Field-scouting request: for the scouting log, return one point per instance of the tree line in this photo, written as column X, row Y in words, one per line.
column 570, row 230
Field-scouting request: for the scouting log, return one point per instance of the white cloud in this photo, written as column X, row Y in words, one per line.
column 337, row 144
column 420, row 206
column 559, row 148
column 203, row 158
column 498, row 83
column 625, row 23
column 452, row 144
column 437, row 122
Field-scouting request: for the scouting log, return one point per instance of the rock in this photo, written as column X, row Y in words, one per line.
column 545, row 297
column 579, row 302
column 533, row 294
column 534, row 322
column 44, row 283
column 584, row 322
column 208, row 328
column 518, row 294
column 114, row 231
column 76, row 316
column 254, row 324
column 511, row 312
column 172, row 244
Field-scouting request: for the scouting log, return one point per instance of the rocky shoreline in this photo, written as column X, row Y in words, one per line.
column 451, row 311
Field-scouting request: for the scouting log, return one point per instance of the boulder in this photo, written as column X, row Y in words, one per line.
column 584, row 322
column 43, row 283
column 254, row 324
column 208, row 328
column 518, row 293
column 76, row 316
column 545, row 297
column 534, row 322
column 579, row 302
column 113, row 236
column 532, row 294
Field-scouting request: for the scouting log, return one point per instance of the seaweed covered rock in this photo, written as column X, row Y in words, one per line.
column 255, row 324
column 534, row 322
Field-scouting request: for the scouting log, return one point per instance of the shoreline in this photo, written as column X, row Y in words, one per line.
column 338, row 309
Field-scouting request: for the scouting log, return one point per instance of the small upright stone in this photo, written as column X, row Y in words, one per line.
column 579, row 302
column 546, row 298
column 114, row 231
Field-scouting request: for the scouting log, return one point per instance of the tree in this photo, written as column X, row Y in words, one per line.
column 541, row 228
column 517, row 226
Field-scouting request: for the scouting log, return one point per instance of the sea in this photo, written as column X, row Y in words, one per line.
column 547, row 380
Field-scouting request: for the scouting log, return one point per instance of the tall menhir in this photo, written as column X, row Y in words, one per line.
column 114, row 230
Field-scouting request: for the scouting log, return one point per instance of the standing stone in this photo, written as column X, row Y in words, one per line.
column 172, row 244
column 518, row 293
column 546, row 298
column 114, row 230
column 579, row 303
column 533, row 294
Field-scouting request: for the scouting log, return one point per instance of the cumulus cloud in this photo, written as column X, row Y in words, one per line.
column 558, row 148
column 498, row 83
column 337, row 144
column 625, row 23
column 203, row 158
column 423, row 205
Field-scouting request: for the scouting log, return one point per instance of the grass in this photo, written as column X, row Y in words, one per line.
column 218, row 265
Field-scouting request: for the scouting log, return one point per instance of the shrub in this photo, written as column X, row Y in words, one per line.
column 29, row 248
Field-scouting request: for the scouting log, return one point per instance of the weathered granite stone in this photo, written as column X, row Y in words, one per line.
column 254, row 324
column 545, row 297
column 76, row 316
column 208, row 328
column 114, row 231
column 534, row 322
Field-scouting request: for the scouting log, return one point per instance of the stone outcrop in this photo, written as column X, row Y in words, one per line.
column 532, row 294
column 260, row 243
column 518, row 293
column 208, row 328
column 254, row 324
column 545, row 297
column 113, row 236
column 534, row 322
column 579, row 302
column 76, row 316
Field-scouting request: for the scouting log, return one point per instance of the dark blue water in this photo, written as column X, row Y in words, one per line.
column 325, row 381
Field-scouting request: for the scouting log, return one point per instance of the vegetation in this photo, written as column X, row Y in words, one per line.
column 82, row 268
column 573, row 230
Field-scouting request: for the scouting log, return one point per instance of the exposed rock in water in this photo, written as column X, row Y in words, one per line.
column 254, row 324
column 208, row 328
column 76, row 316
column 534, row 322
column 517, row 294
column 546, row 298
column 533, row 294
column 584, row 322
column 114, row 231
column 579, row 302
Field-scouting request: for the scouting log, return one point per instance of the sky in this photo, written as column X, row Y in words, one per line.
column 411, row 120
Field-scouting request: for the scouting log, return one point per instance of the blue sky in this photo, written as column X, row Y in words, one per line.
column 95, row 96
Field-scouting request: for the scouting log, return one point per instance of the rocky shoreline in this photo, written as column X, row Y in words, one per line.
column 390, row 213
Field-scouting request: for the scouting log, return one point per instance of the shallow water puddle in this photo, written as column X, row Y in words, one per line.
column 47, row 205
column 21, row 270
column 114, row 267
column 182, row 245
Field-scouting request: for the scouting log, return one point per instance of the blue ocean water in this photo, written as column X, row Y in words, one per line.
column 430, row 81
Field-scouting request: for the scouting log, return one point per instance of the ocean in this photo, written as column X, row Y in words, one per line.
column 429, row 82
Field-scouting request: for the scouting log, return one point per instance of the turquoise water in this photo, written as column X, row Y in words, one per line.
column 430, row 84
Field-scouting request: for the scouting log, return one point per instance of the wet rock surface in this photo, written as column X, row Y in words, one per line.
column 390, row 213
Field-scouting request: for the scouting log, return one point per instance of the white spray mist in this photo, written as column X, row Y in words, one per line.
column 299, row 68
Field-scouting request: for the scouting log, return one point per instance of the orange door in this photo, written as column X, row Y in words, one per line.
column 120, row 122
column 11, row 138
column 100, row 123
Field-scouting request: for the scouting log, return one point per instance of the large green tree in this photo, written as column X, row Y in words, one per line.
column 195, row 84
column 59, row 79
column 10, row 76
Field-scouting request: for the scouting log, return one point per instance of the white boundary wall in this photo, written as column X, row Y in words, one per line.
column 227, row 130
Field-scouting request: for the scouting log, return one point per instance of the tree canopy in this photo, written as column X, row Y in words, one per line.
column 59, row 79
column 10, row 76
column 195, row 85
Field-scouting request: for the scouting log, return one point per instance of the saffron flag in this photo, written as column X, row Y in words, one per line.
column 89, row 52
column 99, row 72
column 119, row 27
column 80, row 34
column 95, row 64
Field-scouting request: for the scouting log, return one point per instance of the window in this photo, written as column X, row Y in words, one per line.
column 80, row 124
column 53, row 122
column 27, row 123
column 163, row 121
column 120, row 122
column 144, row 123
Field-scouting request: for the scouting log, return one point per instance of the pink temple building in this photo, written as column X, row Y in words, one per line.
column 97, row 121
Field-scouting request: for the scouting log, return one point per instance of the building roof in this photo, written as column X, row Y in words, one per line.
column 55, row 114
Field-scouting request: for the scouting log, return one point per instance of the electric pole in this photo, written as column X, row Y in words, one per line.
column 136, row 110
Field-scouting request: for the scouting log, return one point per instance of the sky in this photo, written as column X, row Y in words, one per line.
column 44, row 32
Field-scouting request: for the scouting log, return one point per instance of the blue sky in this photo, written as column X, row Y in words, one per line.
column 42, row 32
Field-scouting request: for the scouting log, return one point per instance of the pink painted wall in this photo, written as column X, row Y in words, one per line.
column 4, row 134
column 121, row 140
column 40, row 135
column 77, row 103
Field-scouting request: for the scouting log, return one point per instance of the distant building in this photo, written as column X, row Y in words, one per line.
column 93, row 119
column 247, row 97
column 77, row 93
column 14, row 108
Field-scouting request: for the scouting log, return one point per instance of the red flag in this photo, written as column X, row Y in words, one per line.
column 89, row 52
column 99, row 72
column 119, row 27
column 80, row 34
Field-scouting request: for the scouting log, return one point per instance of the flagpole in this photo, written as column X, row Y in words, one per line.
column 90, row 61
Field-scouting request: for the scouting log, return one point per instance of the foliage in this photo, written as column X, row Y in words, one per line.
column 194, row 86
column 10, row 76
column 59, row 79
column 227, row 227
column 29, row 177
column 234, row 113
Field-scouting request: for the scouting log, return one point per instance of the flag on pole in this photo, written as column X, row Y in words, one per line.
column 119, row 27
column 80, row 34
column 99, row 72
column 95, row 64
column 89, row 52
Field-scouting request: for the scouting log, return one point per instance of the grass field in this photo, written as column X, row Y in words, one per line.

───

Exact reproduction of the entire listing is required.

Field-scouting request: for the scouting log, return one point per instance of the tree line in this photo, written as column X, row Y in words, one per line.
column 570, row 230
Field-scouting request: for the scouting log, return one point per instance of the white cloud in this photo, written as column X, row Y in words, one per line.
column 337, row 144
column 420, row 206
column 559, row 148
column 203, row 158
column 498, row 83
column 625, row 23
column 452, row 144
column 437, row 122
Field-scouting request: for the scouting log, return one point per instance of the rock in this photo, written as column X, row Y in words, one per line.
column 545, row 297
column 579, row 302
column 533, row 294
column 534, row 322
column 44, row 283
column 584, row 322
column 208, row 328
column 518, row 294
column 114, row 231
column 76, row 316
column 254, row 324
column 511, row 312
column 172, row 244
Field-scouting request: for the scouting log, return one point per instance of the rocky shoreline in this photo, written as column X, row Y in words, one per line.
column 451, row 311
Field-scouting request: for the scouting log, return one point per instance of the boulder in this photo, written as column X, row Y in words, one per line.
column 584, row 322
column 43, row 283
column 254, row 324
column 208, row 328
column 518, row 293
column 76, row 316
column 545, row 297
column 534, row 322
column 579, row 302
column 113, row 236
column 532, row 294
Field-scouting request: for the scouting log, return one point per instance of the seaweed covered rock in this photo, written as column X, row Y in words, one per line.
column 255, row 324
column 534, row 322
Field-scouting request: for the scouting log, return one point per instance of the shoreline in this photo, written as column X, row Y in words, one per line.
column 338, row 309
Field-scouting request: for the scouting log, return one point per instance of the small upright stone in this photo, written as column X, row Y in words, one per line.
column 579, row 302
column 546, row 298
column 114, row 231
Field-scouting request: for the scouting log, return one point per instance of the tree in this photo, written as column X, row Y in words, one per line.
column 541, row 228
column 517, row 226
Field-scouting request: for the scouting log, return one point per instance of the sea in this photo, written as column X, row Y in words, one per line.
column 547, row 380
Field-scouting request: for the scouting log, return one point per instance of the tall menhir in this photo, written as column X, row Y in words, one per line.
column 114, row 230
Field-scouting request: for the scouting log, return one point per instance of the standing stone in this photo, written as column X, row Y in words, one per line.
column 172, row 244
column 518, row 293
column 546, row 298
column 114, row 230
column 579, row 303
column 533, row 294
Field-scouting request: for the scouting log, return one point per instance of the cumulus cloud in this photo, written as column X, row Y in words, one per line.
column 558, row 148
column 498, row 83
column 337, row 144
column 625, row 23
column 203, row 158
column 423, row 205
Field-scouting request: for the scouting log, return one point per instance of the grass in this photo, written as column X, row Y in words, one per line.
column 218, row 265
Field-scouting request: for the scouting log, return one point per instance of the shrub in this photo, written as column X, row Y in words, one per line.
column 29, row 248
Field-scouting request: for the scouting log, return one point per instance of the weathered granite stone in this photo, written as column X, row Y in words, one per line.
column 254, row 324
column 545, row 297
column 76, row 316
column 208, row 328
column 114, row 231
column 534, row 322
Field-scouting request: for the scouting log, return one point per instance of the stone outcrop in this photo, written as column X, row Y in words, one per line.
column 532, row 294
column 260, row 243
column 518, row 293
column 208, row 328
column 254, row 324
column 545, row 297
column 113, row 236
column 534, row 322
column 579, row 302
column 76, row 316
Field-scouting request: for the scouting log, return one point per instance of the dark blue water in this photo, written as column X, row Y in words, one per line.
column 325, row 381
Field-scouting request: for the scouting log, return one point per instance of the vegetation in this photo, written as column X, row Y in words, one per line.
column 82, row 268
column 573, row 230
Field-scouting request: for the scouting log, return one point per instance of the exposed rock in water in this photo, written as column X, row Y in words, one per line.
column 254, row 324
column 208, row 328
column 76, row 316
column 534, row 322
column 517, row 294
column 546, row 298
column 533, row 294
column 584, row 322
column 114, row 231
column 579, row 302
Field-scouting request: for the scouting log, return one point per instance of the sky in this photo, written as column X, row Y in words, one per line.
column 411, row 120
Field-scouting request: for the scouting log, return one point per instance of the blue sky in this photo, written as column X, row Y in words, one per line.
column 95, row 96
Field-scouting request: for the scouting log, return one point per instance of the rocky shoreline in this photo, written as column X, row Y in words, one per line.
column 390, row 213
Field-scouting request: for the scouting log, return one point per instance of the shallow water puddle in this photo, written as column X, row Y in words, one per line.
column 47, row 205
column 21, row 270
column 114, row 267
column 182, row 245
Field-scouting request: for the scouting log, return one point per instance of the blue ocean water in this photo, written as column X, row Y in words, one per line.
column 430, row 81
Field-scouting request: for the scouting log, return one point per instance of the ocean in this photo, written as column X, row Y in words, one per line.
column 429, row 82
Field-scouting request: for the scouting log, return one point per instance of the turquoise water in this photo, written as column X, row Y in words, one per line.
column 430, row 84
Field-scouting request: for the scouting log, return one point per instance of the wet rock surface in this photo, written as column X, row Y in words, one per line.
column 390, row 213
Field-scouting request: for the scouting log, return one point per instance of the white spray mist in this photo, written as column X, row Y in words, one per line.
column 299, row 68
Field-scouting request: for the scouting log, return one point per instance of the orange door in this photo, written as column X, row Y in words, one per line.
column 120, row 122
column 11, row 138
column 100, row 123
Field-scouting request: for the scouting log, return one point per instance of the large green tree in this photo, written as column X, row Y in words, one per line.
column 195, row 84
column 59, row 79
column 10, row 76
Field-scouting request: for the scouting log, return one point per instance of the white boundary wall in this photo, written as column X, row Y in words, one per line.
column 227, row 130
Field-scouting request: for the scouting log, return one point per instance of the tree canopy in this photo, written as column X, row Y in words, one per line.
column 59, row 79
column 10, row 76
column 195, row 85
Field-scouting request: for the scouting log, return one point per instance of the saffron flag in this photo, written as column X, row Y in words, one per line.
column 89, row 52
column 99, row 72
column 119, row 27
column 80, row 34
column 95, row 64
Field-scouting request: for the scouting log, return one point per instance of the window in this photo, written as column X, row Y in words, one per line.
column 80, row 124
column 53, row 122
column 27, row 123
column 163, row 121
column 120, row 122
column 144, row 123
Field-scouting request: for the scouting log, return one point per instance of the pink temple building in this photo, written as column X, row Y in words, one per line.
column 97, row 121
Field-scouting request: for the scouting log, return one point per instance of the building roof in this photo, written as column X, row Y in words, one per line.
column 55, row 114
Field-scouting request: for the scouting log, return one point per instance of the electric pole in this photo, written as column X, row Y in words, one per line.
column 136, row 110
Field-scouting request: for the scouting log, return one point per instance of the sky in this photo, written as column X, row Y in words, one per line.
column 44, row 32
Field-scouting request: for the scouting log, return one point per instance of the blue sky in this photo, written as column X, row Y in words, one per line.
column 42, row 32
Field-scouting request: for the scouting log, return one point per instance of the pink painted wall in this photo, written as column X, row Y in words, one per line.
column 4, row 134
column 121, row 140
column 40, row 135
column 77, row 103
Field-scouting request: for the scouting log, return one point per instance of the distant building in this photo, written as column X, row Y in words, one per line.
column 93, row 119
column 247, row 97
column 77, row 93
column 14, row 108
Field-scouting request: for the scouting log, return one point per instance of the red flag in this photo, written as column X, row Y in words, one per line.
column 89, row 52
column 99, row 72
column 119, row 27
column 80, row 34
Field-scouting request: for the scouting log, return one point per instance of the flagpole in this photo, written as column X, row Y in words, one per line.
column 90, row 61
Field-scouting request: for the scouting log, return one point per instance of the foliage in this photo, written as column X, row Y in words, one per line.
column 194, row 86
column 10, row 76
column 59, row 79
column 227, row 227
column 29, row 177
column 234, row 113
Field-scouting request: for the scouting log, return one point per instance of the flag on pole in this photo, written as column X, row Y in words, one per line.
column 119, row 27
column 80, row 34
column 99, row 72
column 95, row 64
column 89, row 52
Field-scouting request: for the scouting log, return one point per instance of the grass field in this photo, written as column X, row Y in words, one per line.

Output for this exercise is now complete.